Written problem:
Could every line of the data be printed exactly as it reads?

Position identification records

※

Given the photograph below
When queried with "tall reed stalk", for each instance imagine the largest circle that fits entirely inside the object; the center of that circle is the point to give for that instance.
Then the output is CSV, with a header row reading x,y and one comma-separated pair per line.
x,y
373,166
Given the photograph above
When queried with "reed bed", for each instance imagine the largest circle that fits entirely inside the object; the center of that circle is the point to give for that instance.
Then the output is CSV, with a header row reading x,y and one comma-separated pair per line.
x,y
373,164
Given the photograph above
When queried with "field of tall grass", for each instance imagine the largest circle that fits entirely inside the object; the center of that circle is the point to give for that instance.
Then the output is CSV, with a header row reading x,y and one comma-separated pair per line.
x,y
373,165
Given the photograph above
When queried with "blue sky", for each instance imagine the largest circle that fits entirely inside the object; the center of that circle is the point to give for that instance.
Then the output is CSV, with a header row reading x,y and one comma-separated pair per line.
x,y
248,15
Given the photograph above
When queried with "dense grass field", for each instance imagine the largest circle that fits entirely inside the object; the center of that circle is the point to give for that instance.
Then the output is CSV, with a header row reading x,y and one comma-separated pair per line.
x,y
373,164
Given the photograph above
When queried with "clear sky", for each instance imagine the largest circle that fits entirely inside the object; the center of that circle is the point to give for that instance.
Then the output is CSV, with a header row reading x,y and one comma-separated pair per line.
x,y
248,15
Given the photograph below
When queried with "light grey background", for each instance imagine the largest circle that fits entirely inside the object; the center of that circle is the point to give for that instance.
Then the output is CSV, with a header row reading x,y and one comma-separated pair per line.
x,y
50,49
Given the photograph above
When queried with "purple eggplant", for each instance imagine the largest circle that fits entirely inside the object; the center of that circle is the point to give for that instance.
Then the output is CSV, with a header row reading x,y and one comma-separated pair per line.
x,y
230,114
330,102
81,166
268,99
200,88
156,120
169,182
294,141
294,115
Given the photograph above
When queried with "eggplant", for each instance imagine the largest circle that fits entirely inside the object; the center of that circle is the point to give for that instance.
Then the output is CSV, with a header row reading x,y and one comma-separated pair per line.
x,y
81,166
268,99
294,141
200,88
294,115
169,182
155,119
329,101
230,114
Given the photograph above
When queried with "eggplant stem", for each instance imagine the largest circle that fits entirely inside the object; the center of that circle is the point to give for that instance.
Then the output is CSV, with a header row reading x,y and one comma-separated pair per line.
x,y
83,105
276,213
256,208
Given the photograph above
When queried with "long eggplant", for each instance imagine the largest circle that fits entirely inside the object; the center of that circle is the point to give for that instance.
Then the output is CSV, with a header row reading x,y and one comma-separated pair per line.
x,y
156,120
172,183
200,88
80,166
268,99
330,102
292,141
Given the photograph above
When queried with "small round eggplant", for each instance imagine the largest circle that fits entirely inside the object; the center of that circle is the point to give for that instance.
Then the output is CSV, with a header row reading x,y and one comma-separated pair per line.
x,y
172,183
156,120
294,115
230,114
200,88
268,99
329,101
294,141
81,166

※

Answer to the problem:
Given the photograph below
When queried with "tall reed stalk", for each instance imagine the largest circle that fits entirely inside the object; the center of that circle is the point to give for that instance.
Then the output is CSV, with a header row reading x,y and one comma-separated pair per line.
x,y
373,166
Given the photograph above
When queried with "reed bed", for each instance imagine the largest circle that fits entirely inside the object; the center of that circle is the point to give for that instance.
Then the output is CSV, with a header row reading x,y and one comma-separated pair per line.
x,y
373,164
Given the photograph above
When queried with "field of tall grass", for each instance imagine the largest circle that fits entirely inside the object; the center of that circle is the point to give for that instance.
Then the output is CSV, with a header row reading x,y and one comma-separated pair per line.
x,y
373,165
Given the photograph above
When queried with "blue sky", for each instance imagine the largest circle that fits entirely inside the object; the center of that circle is the point to give for that instance.
Then the output is CSV, with a header row reading x,y and one comma-separated pair per line.
x,y
248,15
Given the photograph above
When queried with "dense grass field", for each instance imagine the largest circle that fits entirely inside the object; the center of that circle is the point to give for that instance.
Then the output is CSV, with a header row reading x,y and one comma-separated pair per line.
x,y
373,164
Given the photograph above
When queried with "clear sky", for each instance imagine the largest circle that fits entirely inside the object; the center of that circle is the point to give for that instance.
Then the output is CSV, with a header row reading x,y and one comma-separated pair per line.
x,y
248,15
Given the photograph below
When queried with "light grey background", for each instance imagine the largest circle that fits entirely inside the object; the center of that circle is the point to give for that instance.
Then the output is CSV, with a header row reading x,y and one comma-separated pair per line.
x,y
50,49
Given the photograph above
When queried with "purple eggplant", for each instance imagine the largest circle that fits entirely inside the object; the center of that circle is the point to give for that instance.
Then the output is CSV, with a header row reading x,y and one comma-separated pair per line.
x,y
230,114
330,102
81,166
268,99
200,88
156,120
169,182
294,141
294,115
Given the photograph above
When queried with "eggplant", for each instance imagine the largest circle that fits entirely inside the object; the center of that circle is the point to give for that instance.
Then the output is CSV, with a header row reading x,y and one comma-separated pair per line.
x,y
81,166
268,99
294,141
200,88
294,115
169,182
155,119
329,101
230,114
Given the photograph above
When queried with "eggplant stem", for each instance imagine the largest circle that fits entirely inside the object; the center of that circle is the point to give for that instance.
Then the output is CSV, with a header row reading x,y and one comma-separated pair per line.
x,y
83,105
276,213
256,208
Given the photograph above
When queried with "long eggplant", for each instance imagine the largest circle that fits entirely inside the object; the center of that circle is the point to give for that instance.
Then the output is CSV, with a header row reading x,y and one comma-separated pair per line.
x,y
156,120
172,183
200,88
80,166
268,99
330,102
292,141
Given the photograph above
When queried with "small round eggplant", for each instance imagine the largest circle that fits entirely inside the object; the center of that circle is the point to give for that instance.
Then the output is CSV, with a header row reading x,y and one comma-separated pair per line.
x,y
172,183
156,120
294,115
230,114
200,88
268,99
329,101
294,141
81,166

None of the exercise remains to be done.